■ **What is needed**
Present the following data again exactly as it is shown.

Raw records

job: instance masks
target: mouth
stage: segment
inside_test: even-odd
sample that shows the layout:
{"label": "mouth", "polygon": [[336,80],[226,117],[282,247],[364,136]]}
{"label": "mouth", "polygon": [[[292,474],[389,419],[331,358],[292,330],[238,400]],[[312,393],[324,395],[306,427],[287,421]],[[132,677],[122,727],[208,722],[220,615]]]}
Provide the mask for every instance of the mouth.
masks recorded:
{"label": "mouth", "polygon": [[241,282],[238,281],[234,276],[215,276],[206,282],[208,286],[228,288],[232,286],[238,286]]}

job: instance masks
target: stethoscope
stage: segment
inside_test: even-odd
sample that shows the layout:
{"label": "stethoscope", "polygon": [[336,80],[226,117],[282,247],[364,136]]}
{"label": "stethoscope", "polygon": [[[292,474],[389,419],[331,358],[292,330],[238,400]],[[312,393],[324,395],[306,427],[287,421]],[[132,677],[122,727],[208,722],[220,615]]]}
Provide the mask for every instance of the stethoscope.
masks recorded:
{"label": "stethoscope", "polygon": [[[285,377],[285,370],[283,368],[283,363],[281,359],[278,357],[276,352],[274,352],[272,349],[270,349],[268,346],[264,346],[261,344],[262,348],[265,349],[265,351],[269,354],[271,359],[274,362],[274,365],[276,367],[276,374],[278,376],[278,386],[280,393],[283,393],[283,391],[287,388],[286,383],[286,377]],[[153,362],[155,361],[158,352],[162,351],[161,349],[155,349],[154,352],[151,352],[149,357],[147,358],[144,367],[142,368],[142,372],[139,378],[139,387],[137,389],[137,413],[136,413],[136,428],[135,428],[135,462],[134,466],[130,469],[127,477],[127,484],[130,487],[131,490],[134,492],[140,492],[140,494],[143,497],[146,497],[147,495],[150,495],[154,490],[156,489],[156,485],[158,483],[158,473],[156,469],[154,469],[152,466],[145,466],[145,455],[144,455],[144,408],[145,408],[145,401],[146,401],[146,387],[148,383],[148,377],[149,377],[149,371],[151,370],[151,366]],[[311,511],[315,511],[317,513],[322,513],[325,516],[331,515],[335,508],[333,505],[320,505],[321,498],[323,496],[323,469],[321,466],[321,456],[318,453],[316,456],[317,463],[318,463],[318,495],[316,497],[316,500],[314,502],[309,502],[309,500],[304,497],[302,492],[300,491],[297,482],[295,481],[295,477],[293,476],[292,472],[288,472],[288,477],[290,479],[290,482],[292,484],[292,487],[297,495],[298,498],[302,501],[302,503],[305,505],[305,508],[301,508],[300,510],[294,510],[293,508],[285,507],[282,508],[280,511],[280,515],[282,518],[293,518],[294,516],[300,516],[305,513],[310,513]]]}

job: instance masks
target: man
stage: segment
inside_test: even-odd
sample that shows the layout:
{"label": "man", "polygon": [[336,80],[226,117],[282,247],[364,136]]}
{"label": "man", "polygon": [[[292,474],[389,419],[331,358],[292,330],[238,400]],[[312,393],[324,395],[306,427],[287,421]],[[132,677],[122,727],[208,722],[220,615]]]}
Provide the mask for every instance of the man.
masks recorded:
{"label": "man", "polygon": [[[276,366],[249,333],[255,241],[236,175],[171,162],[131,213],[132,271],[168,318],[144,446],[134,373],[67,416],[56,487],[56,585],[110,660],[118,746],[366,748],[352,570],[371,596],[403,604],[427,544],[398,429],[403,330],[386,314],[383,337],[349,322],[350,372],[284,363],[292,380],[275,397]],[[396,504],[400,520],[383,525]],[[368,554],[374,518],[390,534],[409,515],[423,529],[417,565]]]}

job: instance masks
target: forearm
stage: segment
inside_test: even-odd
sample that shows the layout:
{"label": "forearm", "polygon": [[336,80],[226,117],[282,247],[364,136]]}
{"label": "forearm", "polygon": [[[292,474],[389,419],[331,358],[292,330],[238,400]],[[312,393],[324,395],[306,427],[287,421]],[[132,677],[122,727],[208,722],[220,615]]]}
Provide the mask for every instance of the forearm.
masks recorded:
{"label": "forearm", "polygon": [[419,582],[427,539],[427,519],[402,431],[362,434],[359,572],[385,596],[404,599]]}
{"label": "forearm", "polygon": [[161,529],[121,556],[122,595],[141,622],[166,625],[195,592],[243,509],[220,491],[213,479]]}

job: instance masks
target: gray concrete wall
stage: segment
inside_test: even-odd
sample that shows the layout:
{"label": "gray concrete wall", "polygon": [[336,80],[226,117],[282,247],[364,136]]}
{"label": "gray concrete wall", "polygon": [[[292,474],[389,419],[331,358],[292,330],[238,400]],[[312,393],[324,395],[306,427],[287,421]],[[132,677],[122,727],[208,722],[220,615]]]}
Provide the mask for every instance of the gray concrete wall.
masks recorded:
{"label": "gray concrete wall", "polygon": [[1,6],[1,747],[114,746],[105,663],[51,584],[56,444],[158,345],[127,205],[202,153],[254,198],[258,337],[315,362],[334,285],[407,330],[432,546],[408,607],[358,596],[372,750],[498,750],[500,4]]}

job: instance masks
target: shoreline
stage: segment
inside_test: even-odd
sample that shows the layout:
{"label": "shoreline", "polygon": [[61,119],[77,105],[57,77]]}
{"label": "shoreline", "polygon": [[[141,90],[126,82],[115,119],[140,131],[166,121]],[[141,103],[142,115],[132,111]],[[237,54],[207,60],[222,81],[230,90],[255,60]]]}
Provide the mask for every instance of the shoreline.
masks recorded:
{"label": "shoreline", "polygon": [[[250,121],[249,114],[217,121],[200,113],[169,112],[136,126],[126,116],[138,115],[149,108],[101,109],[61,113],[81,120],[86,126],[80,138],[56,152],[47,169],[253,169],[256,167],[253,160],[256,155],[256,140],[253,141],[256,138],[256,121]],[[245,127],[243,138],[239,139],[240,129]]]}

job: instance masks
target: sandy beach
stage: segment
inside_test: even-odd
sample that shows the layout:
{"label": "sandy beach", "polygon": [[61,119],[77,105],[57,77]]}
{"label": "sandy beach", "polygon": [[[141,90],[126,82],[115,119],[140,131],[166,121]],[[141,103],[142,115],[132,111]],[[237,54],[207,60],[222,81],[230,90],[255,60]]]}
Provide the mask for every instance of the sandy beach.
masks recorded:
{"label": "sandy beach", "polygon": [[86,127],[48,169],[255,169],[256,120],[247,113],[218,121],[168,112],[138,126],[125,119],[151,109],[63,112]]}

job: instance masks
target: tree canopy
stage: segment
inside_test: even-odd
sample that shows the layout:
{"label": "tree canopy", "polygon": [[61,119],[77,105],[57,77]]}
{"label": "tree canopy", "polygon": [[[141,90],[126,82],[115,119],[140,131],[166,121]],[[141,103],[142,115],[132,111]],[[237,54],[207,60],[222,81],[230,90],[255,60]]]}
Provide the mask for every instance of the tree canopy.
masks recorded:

■ **Written response**
job: instance masks
target: mouth
stage: segment
inside_test: even-odd
sample that shows the layout:
{"label": "mouth", "polygon": [[336,80],[226,117],[282,247],[364,136]]}
{"label": "mouth", "polygon": [[[292,474],[389,419],[331,358],[292,330],[238,400]],[[312,393],[324,395],[306,427],[287,421]],[[132,677],[122,727],[208,722],[220,615]]]}
Provide the mask for every instance of the mouth.
masks recorded:
{"label": "mouth", "polygon": [[241,282],[238,281],[234,276],[215,276],[206,282],[208,286],[228,288],[232,286],[238,286]]}

job: instance masks
target: stethoscope
stage: segment
inside_test: even-odd
sample that shows the layout:
{"label": "stethoscope", "polygon": [[336,80],[226,117],[282,247],[364,136]]}
{"label": "stethoscope", "polygon": [[[292,474],[389,419],[331,358],[292,330],[238,400]],[[312,393],[324,395],[306,427],[287,421]],[[132,677],[122,727],[208,722],[220,615]]]}
Provide the mask for every instance of the stethoscope.
masks recorded:
{"label": "stethoscope", "polygon": [[[285,377],[285,370],[283,368],[283,363],[281,359],[278,357],[276,352],[274,352],[272,349],[270,349],[268,346],[264,346],[261,344],[262,348],[265,349],[265,351],[269,354],[271,359],[274,362],[274,365],[276,367],[276,374],[278,376],[278,386],[280,393],[283,393],[283,391],[287,388],[286,383],[286,377]],[[153,362],[155,361],[158,352],[162,351],[161,349],[155,349],[154,352],[151,352],[149,357],[147,358],[144,367],[142,368],[142,372],[139,378],[139,387],[137,389],[137,413],[136,413],[136,428],[135,428],[135,462],[134,466],[130,469],[127,477],[127,484],[130,487],[131,490],[134,492],[140,492],[140,494],[143,497],[146,497],[147,495],[150,495],[154,490],[156,489],[156,485],[158,483],[158,473],[156,469],[154,469],[152,466],[145,466],[145,455],[144,455],[144,408],[145,408],[145,401],[146,401],[146,387],[148,383],[148,377],[149,377],[149,371],[151,370],[151,366]],[[311,511],[315,511],[317,513],[322,513],[325,516],[331,515],[335,508],[333,505],[320,505],[321,498],[323,496],[323,469],[321,466],[321,456],[318,453],[316,456],[317,463],[318,463],[318,495],[316,497],[316,500],[314,502],[309,502],[309,500],[304,497],[302,492],[300,491],[297,482],[295,481],[295,477],[293,476],[292,472],[288,472],[288,477],[290,479],[290,482],[292,484],[292,487],[297,495],[298,498],[302,501],[302,503],[305,505],[305,508],[301,508],[300,510],[294,510],[293,508],[285,507],[282,508],[280,511],[280,515],[282,518],[293,518],[294,516],[300,516],[305,513],[310,513]]]}

job: instance masks
target: man
stage: segment
inside_test: even-odd
sample that shows the layout:
{"label": "man", "polygon": [[336,80],[226,117],[282,247],[364,136]]}
{"label": "man", "polygon": [[[292,474],[389,419],[331,358],[292,330],[238,400]],[[312,393],[324,395],[306,427],[287,421]],[[132,677],[122,727],[208,722],[220,615]]]}
Provide the mask for every instance of the man.
masks recorded:
{"label": "man", "polygon": [[[276,366],[249,333],[255,241],[236,175],[171,162],[131,213],[132,271],[168,318],[144,446],[134,373],[67,416],[56,487],[56,585],[110,660],[118,746],[366,748],[352,570],[371,596],[403,604],[427,544],[398,429],[403,330],[386,314],[383,337],[349,322],[350,372],[284,363],[292,380],[275,397]],[[396,504],[400,520],[383,525]],[[368,554],[374,518],[390,534],[409,515],[423,529],[417,565]]]}

job: instance masks
target: forearm
stage: segment
inside_test: even-odd
sample that shows the layout:
{"label": "forearm", "polygon": [[336,80],[226,117],[282,247],[364,136]]}
{"label": "forearm", "polygon": [[[292,474],[389,419],[331,358],[292,330],[238,400]],[[312,393],[324,395],[306,427],[287,421]],[[132,677],[122,727],[208,722],[220,615]]]}
Provide the mask for every instance of the forearm.
masks recorded:
{"label": "forearm", "polygon": [[419,582],[427,539],[427,519],[402,431],[362,434],[359,572],[385,596],[404,599]]}
{"label": "forearm", "polygon": [[161,529],[121,556],[122,595],[141,622],[166,625],[195,592],[243,509],[220,491],[213,479]]}

job: instance masks
target: gray concrete wall
stage: segment
inside_test: even-odd
sample that shows the layout:
{"label": "gray concrete wall", "polygon": [[336,80],[226,117],[282,247],[364,136]]}
{"label": "gray concrete wall", "polygon": [[[292,474],[389,419],[331,358],[292,330],[238,400]],[[312,393],[324,395],[306,427],[287,421]],[[132,677],[122,727],[208,722],[220,615]]]}
Provide the mask for every instance of the gray concrete wall.
masks recorded:
{"label": "gray concrete wall", "polygon": [[1,6],[1,747],[114,746],[105,663],[51,584],[56,444],[158,345],[127,205],[202,153],[254,198],[258,337],[315,362],[334,285],[407,330],[432,546],[408,607],[358,596],[372,750],[498,750],[500,4]]}

job: instance masks
target: shoreline
stage: segment
inside_test: even-odd
sample that shows the layout:
{"label": "shoreline", "polygon": [[61,119],[77,105],[57,77]]}
{"label": "shoreline", "polygon": [[[141,90],[126,82],[115,119],[140,131],[166,121]],[[141,103],[142,115],[132,111]],[[237,54],[207,60],[222,81],[230,90],[255,60]]]}
Provide the mask for every instance of the shoreline.
masks recorded:
{"label": "shoreline", "polygon": [[[250,121],[249,114],[217,121],[200,113],[169,112],[136,126],[126,116],[138,115],[149,108],[101,109],[61,113],[81,120],[86,126],[80,138],[56,152],[47,169],[253,169],[256,167],[253,160],[256,155],[256,140],[253,141],[256,138],[256,121]],[[245,127],[243,138],[239,139],[240,129]]]}

job: instance masks
target: sandy beach
stage: segment
inside_test: even-odd
sample that shows the layout:
{"label": "sandy beach", "polygon": [[61,119],[77,105],[57,77]]}
{"label": "sandy beach", "polygon": [[[141,90],[126,82],[115,119],[140,131],[166,121]],[[141,103],[142,115],[132,111]],[[237,54],[207,60],[222,81],[230,90],[255,60]]]}
Provide the mask for every instance of the sandy beach.
masks recorded:
{"label": "sandy beach", "polygon": [[86,127],[48,169],[255,169],[256,120],[247,113],[218,121],[168,112],[138,126],[125,119],[151,109],[63,112]]}

job: instance masks
target: tree canopy
stage: segment
inside_test: even-odd
sample that shows the layout:
{"label": "tree canopy", "polygon": [[61,119],[77,105],[57,77]]}
{"label": "tree canopy", "polygon": [[[141,90],[126,82],[115,119],[140,131],[166,121]],[[141,103],[142,115],[132,111]],[[237,54],[207,60],[222,81],[230,90],[255,60]]]}
Provide the mask for every instance of the tree canopy.
masks recorded:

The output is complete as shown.